> Фрагмент документа
Русских тогда в Латинском квартале было еще очень мало, больше все медики и специалисты — магистранты. О настоящих политических «изгнанниках» что-то не было и слышно. Крупных имен — ни одного. Да и в легальных сферах из писателей никто тогда не жил в Париже. Тургенев, может быть, наезжал; но это была полоса его баденской жизни. Домом жил только Н.И.Тургенев — экс-декабрист; но ни у меня, ни у моих сожителей не было случая с ним видеться.
В России все казалось тихо и невозмутимо.
И вдруг — каракозовский выстрел!
О нем я узнал в нашем отеле, на лестнице, возвращаясь откуда-то. Мой сосед, француз-адвокат, очень умный и начитанный малый, который с нами и обедал за табльдотом, — остановил меня и сообщил:
— Стреляли в императора, в каком-то публичном саду!
Но я не могу сказать, чтобы это произвело тогда особую сенсацию. Скорее удивление. Никто на Западе еще не предвидел, что Россия вступит в период глухого политического брожения. Конечно, возмущались и тем, что «царь-освободитель» мог сделаться жертвой покушения.
Так как я уехал в Париж без всякой работы в газете или журнале как корреспондент, то я и не должен был бегать по редакциям, отыскивать интересные сюжеты для писем.
И, повторяю, это было чрезвычайно выгодно для моего самообразования и накопления сил для дальнейшей писательской дороги.
Пришла весна, и Люксембургский сад (тогда он не был урезан, как впоследствии) сделался на целые дни местом моих уединенных чтений. Там одолевал я и все шесть томов «Системы позитивной философии», и прочел еще много книг по истории литературы, философии и литературной критике. Никогда в моей жизни весна — под деревьями, под веселым солнцем — не протекала так по-студенчески, в такой гармонии всех моих духовных запросов.
Париж я полюбил. Он тогда не был так шумен и громаден, как теперь, но милее, наряднее, гораздо чище, с некоторым аристократическим пошибом. И то, что тогда мыслило и чувствовало с более серьезными запросами, надеялось на лучшие времена.
Было в воздухе нечто, что потом, при Третьей республике, утратилось, когда настало царство довольной массы, более грубой погони за деньгами, тщеславием и чувственными утехами.
Хоть тогда и царствовал «Наполеонтий», как мы презрительно называли его, но все-таки и тогда из Парижа шло дуновение освободительных идей. Если у себя дома Бонапартов режим все еще давал себя знать, то во внешней политике Наполеон III был защитник угнетенных национальностей — итальянцев и поляков. Италия только что свергнула с себя иго Австрии благодаря французскому вмешательству.
Итальянская кампания довершила то, что начал легендарный герой Италии — Гарибальди.
Поляки начали эмигрировать в Париж после восстания 1863 года. Да и прежде, после революции 1831 года, они удалялись сюда же. Здесь, в отеле «Ламбер», жил при нас и их «круль», то есть князь Чарторыйский. У них был в Париже особый патриотический фонд, и правительство Наполеона III давало им субсидию.

> Что сделать
Кто, согласно фрагменту о Париже, жил в отеле «Ламбер»?

> Перечень записей
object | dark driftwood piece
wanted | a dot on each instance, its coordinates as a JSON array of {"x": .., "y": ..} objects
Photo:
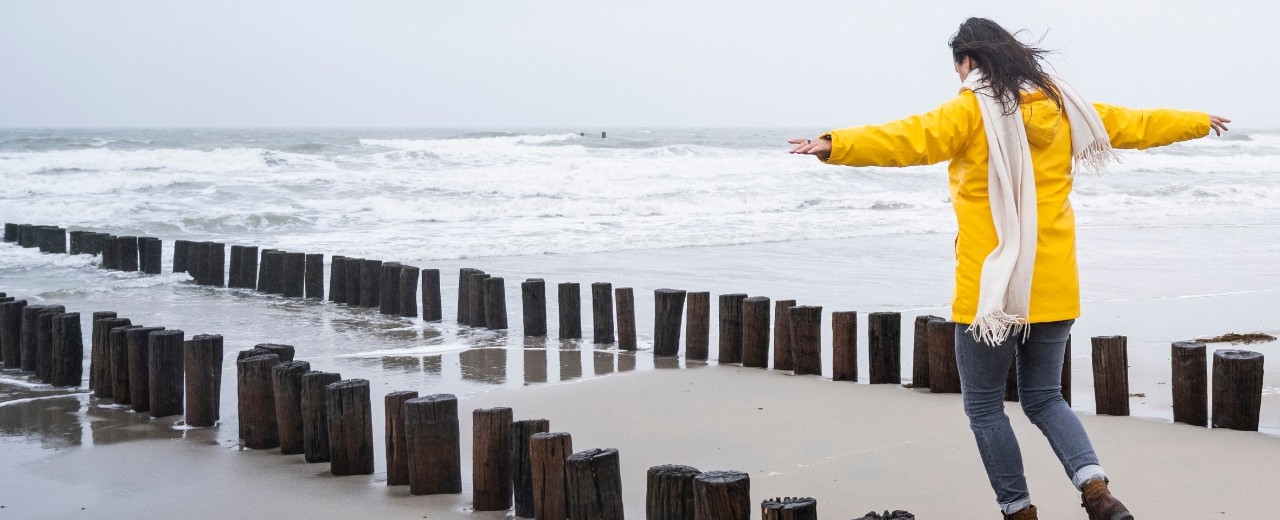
[
  {"x": 1111, "y": 374},
  {"x": 844, "y": 346},
  {"x": 670, "y": 492},
  {"x": 434, "y": 445},
  {"x": 885, "y": 347},
  {"x": 1189, "y": 383},
  {"x": 731, "y": 328}
]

> Результат
Князь Чарторыйский, «круль» поляков.